▶ _What is asked_
Repeat the line that contains "Class, indicate each instance of the pale" and all lines after it through the end, exactly as they are, minus the pictures.

** begin **

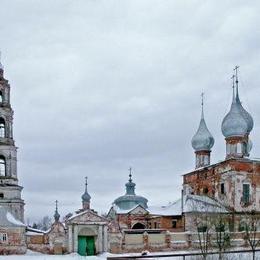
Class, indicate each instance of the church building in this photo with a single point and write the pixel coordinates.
(235, 181)
(12, 229)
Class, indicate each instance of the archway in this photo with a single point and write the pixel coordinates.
(138, 225)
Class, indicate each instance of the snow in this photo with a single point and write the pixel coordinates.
(11, 219)
(30, 255)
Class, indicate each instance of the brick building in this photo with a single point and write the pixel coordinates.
(235, 181)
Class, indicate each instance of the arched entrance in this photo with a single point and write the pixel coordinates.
(138, 225)
(86, 242)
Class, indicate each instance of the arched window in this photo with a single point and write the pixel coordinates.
(2, 166)
(2, 127)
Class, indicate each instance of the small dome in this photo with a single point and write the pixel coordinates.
(203, 139)
(130, 199)
(247, 116)
(237, 122)
(86, 197)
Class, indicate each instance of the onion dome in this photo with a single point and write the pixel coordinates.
(1, 65)
(203, 139)
(86, 197)
(247, 116)
(56, 214)
(130, 199)
(238, 122)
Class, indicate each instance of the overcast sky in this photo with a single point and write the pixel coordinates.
(101, 85)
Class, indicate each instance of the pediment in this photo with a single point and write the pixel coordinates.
(87, 216)
(139, 210)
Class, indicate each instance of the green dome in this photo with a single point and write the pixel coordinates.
(130, 199)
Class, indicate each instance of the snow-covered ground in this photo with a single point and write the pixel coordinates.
(37, 256)
(30, 255)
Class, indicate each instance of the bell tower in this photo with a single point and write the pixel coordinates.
(10, 191)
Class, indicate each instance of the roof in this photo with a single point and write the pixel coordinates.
(118, 210)
(8, 220)
(191, 203)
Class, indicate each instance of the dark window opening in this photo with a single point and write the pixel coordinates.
(246, 192)
(205, 190)
(2, 127)
(202, 229)
(2, 166)
(222, 188)
(174, 224)
(138, 226)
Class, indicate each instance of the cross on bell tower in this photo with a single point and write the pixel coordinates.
(10, 191)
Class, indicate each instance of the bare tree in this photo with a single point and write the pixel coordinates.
(221, 232)
(44, 223)
(252, 222)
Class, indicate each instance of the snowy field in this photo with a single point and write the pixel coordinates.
(37, 256)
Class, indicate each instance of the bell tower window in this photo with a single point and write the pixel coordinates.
(246, 193)
(2, 166)
(2, 128)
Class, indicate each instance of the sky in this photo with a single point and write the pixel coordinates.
(98, 86)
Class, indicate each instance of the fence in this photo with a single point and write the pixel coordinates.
(174, 255)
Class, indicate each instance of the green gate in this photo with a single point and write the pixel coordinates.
(86, 245)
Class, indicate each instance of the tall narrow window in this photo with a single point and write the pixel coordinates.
(246, 192)
(2, 166)
(2, 127)
(3, 237)
(222, 188)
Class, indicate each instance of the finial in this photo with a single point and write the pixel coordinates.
(130, 174)
(56, 214)
(236, 70)
(202, 104)
(1, 66)
(236, 74)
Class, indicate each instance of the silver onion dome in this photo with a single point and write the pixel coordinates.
(246, 115)
(237, 122)
(130, 199)
(1, 65)
(203, 139)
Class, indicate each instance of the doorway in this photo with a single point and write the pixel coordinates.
(86, 245)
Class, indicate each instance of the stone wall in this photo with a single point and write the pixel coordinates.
(15, 242)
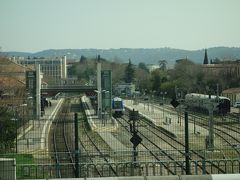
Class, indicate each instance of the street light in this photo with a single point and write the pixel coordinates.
(163, 93)
(16, 120)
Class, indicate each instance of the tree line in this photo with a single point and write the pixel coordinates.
(186, 75)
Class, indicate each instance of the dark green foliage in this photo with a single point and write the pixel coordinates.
(155, 80)
(143, 66)
(7, 129)
(205, 61)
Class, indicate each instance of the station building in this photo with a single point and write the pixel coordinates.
(54, 70)
(233, 94)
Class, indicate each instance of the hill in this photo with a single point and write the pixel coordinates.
(148, 56)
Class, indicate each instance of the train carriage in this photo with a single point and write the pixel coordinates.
(117, 107)
(198, 102)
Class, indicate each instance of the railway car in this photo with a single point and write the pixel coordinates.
(117, 107)
(198, 102)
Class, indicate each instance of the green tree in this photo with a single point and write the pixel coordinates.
(7, 129)
(129, 73)
(143, 67)
(163, 65)
(155, 80)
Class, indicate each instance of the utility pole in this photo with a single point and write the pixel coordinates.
(136, 140)
(77, 151)
(187, 154)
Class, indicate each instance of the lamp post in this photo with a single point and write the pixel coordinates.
(163, 93)
(16, 117)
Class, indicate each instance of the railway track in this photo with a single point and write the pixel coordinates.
(63, 144)
(170, 143)
(95, 152)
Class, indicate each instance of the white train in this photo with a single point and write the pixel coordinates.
(198, 102)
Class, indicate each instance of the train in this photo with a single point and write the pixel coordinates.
(117, 107)
(198, 102)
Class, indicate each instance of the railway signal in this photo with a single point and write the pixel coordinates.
(136, 139)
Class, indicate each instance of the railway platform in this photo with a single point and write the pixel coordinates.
(103, 126)
(34, 137)
(163, 118)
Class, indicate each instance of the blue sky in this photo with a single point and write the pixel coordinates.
(35, 25)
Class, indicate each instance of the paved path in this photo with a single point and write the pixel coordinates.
(104, 127)
(35, 137)
(163, 118)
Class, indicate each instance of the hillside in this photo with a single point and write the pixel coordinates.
(148, 56)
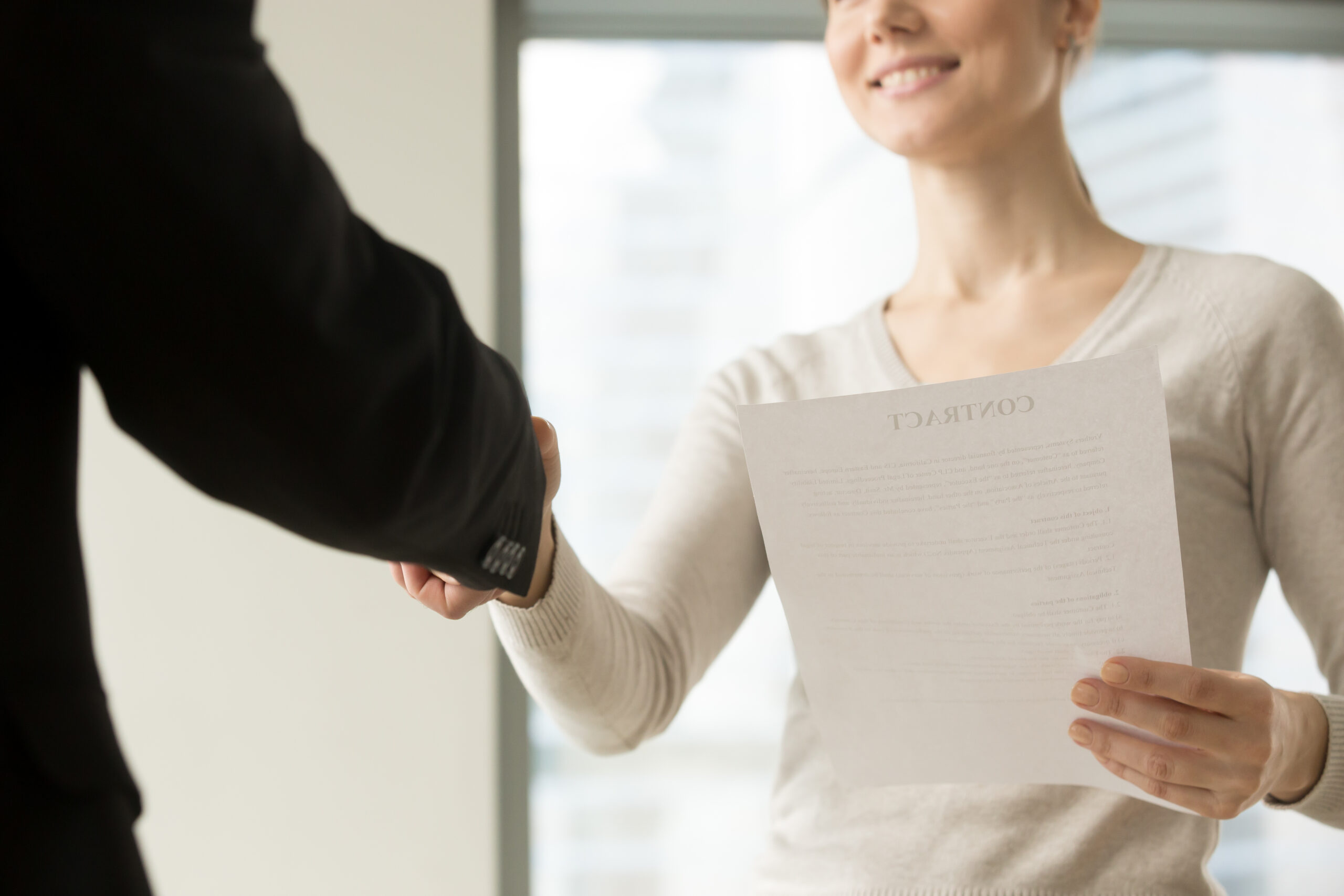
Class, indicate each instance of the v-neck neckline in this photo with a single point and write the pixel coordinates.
(1135, 285)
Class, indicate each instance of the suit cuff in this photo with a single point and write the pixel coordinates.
(549, 625)
(1326, 801)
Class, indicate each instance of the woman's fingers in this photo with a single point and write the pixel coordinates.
(1164, 718)
(1225, 693)
(1168, 765)
(414, 578)
(1194, 798)
(549, 444)
(440, 592)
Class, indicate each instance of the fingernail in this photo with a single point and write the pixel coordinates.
(1085, 695)
(1115, 673)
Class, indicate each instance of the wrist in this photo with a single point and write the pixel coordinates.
(1309, 736)
(541, 573)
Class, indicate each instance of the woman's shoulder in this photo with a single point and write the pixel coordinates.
(1253, 296)
(1276, 320)
(797, 366)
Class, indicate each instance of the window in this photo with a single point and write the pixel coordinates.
(683, 201)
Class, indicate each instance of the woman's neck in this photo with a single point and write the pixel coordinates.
(994, 225)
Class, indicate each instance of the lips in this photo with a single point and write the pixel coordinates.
(913, 71)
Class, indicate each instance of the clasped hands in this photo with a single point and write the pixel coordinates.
(1233, 738)
(448, 597)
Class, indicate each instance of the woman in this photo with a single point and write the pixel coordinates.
(1015, 270)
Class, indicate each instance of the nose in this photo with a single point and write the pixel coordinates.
(890, 19)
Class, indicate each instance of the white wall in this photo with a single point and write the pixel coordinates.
(298, 724)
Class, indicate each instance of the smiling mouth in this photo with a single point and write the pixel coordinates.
(915, 75)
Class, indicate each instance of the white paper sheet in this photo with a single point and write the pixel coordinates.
(953, 558)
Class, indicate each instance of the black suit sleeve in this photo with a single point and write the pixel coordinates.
(243, 321)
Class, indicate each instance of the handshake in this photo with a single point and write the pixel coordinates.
(447, 597)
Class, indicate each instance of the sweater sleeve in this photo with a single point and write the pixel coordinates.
(1295, 418)
(613, 664)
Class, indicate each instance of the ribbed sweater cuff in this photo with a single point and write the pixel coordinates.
(1326, 801)
(549, 625)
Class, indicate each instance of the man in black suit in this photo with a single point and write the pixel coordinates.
(164, 224)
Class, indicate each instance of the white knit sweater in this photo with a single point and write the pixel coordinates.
(1253, 364)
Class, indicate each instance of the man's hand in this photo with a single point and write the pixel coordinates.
(447, 597)
(1233, 738)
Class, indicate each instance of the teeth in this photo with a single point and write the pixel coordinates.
(909, 76)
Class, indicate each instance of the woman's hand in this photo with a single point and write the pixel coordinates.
(447, 597)
(1234, 738)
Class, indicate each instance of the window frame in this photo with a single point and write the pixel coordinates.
(1261, 26)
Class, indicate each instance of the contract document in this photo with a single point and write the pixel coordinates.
(953, 558)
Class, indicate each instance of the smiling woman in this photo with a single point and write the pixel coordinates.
(726, 199)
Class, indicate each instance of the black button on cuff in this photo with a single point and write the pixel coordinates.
(505, 558)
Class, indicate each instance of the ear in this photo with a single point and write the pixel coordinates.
(1078, 25)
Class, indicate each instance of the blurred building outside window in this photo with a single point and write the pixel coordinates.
(686, 201)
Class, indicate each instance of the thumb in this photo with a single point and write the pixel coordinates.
(550, 446)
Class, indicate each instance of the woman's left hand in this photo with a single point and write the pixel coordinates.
(1233, 738)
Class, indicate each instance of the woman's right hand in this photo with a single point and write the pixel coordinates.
(447, 597)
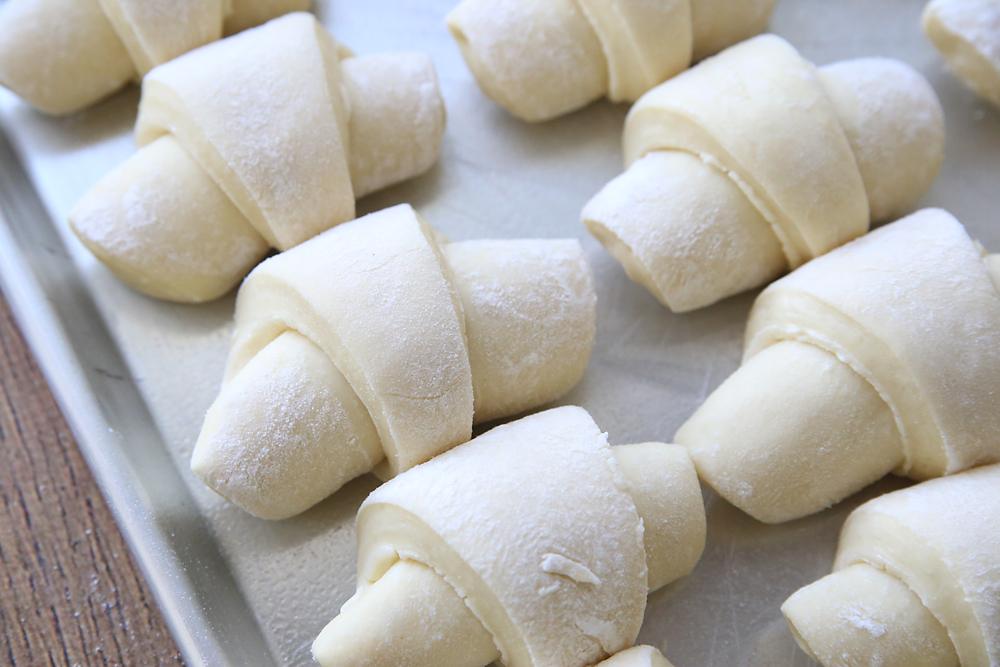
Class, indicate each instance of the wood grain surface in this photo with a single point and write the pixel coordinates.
(70, 594)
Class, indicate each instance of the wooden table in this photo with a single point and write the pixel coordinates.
(71, 593)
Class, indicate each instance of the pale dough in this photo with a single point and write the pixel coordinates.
(795, 162)
(967, 33)
(916, 580)
(537, 532)
(64, 55)
(279, 134)
(428, 338)
(543, 58)
(883, 355)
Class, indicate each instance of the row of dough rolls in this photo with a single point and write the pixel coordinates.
(541, 59)
(377, 345)
(61, 56)
(756, 161)
(881, 356)
(535, 543)
(261, 140)
(916, 580)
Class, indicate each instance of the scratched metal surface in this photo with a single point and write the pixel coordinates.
(135, 376)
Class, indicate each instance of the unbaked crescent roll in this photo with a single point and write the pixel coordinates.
(63, 55)
(881, 356)
(544, 58)
(534, 544)
(260, 140)
(755, 161)
(378, 345)
(916, 581)
(967, 33)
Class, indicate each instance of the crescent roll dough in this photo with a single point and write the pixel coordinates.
(756, 161)
(916, 581)
(883, 355)
(61, 56)
(260, 140)
(544, 58)
(534, 544)
(378, 344)
(967, 33)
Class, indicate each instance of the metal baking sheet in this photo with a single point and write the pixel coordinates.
(134, 376)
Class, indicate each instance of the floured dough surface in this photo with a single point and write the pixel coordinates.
(537, 58)
(861, 615)
(533, 525)
(941, 539)
(803, 179)
(967, 33)
(61, 55)
(895, 125)
(637, 656)
(262, 113)
(530, 312)
(163, 225)
(397, 118)
(156, 32)
(372, 294)
(906, 306)
(684, 230)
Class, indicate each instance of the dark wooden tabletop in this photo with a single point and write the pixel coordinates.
(71, 593)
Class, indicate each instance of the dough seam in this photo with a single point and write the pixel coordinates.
(771, 334)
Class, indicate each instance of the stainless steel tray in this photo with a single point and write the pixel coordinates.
(134, 376)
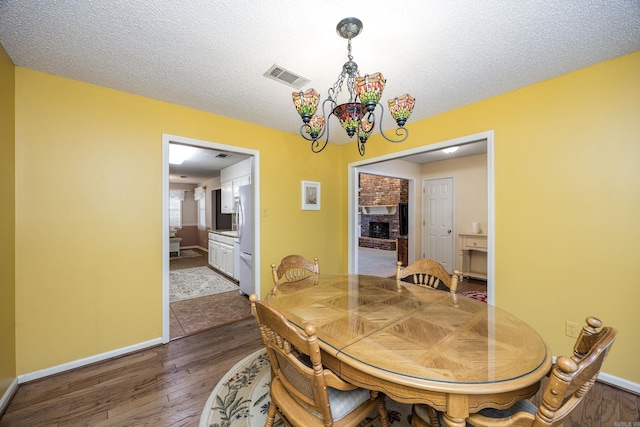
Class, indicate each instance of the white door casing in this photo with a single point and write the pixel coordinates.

** end **

▶ _Exercise solution_
Class, indicate each instance of the pale dough in this photo with a single point and write the pixel coordinates.
(795, 162)
(967, 33)
(916, 580)
(537, 532)
(64, 55)
(279, 134)
(428, 338)
(543, 58)
(883, 355)
Class, indicate each instance of the row of dough rolls in this photo with a single point and write the pixel coordinates.
(541, 59)
(377, 345)
(61, 56)
(756, 161)
(881, 356)
(535, 543)
(261, 140)
(916, 580)
Class, indicate each instance of the scratched metal surface in this photo with a single point and write the pixel coordinates.
(135, 376)
Class, indicate each instance of the unbaked crescent roll in this photo with a single point and write the pixel coordinates.
(63, 55)
(881, 356)
(544, 58)
(534, 544)
(260, 140)
(755, 161)
(378, 345)
(916, 581)
(967, 33)
Class, indicate each instance of the crescent roll dough in this photo with a single point and write the pixel coordinates.
(756, 161)
(916, 581)
(883, 355)
(61, 56)
(260, 140)
(544, 58)
(534, 544)
(378, 344)
(967, 33)
Class, indicate each instance of the metal baking sheet in this photo with a single point and write the pixel coordinates.
(134, 376)
Class, indicate each instance of the floured dough surface in this photo with a single point and write the pixel coordinates.
(537, 58)
(861, 615)
(533, 525)
(941, 539)
(803, 179)
(967, 33)
(61, 55)
(895, 125)
(637, 656)
(262, 113)
(530, 312)
(163, 225)
(397, 118)
(156, 32)
(372, 294)
(906, 306)
(684, 230)
Class, indicate each instance of the dark wooden tabletop in this photo with a single point and write the pixel coordinates.
(71, 593)
Class, indicate each instance of the dough seam in this photo with a single point and write the pixel coordinates.
(771, 334)
Class, indicate each instance of the stainless steel tray in this photo with a single point and write the pixel coordinates.
(134, 376)
Class, indicate each instance of the white door casing in this photo with a single point and write the pixel coordinates.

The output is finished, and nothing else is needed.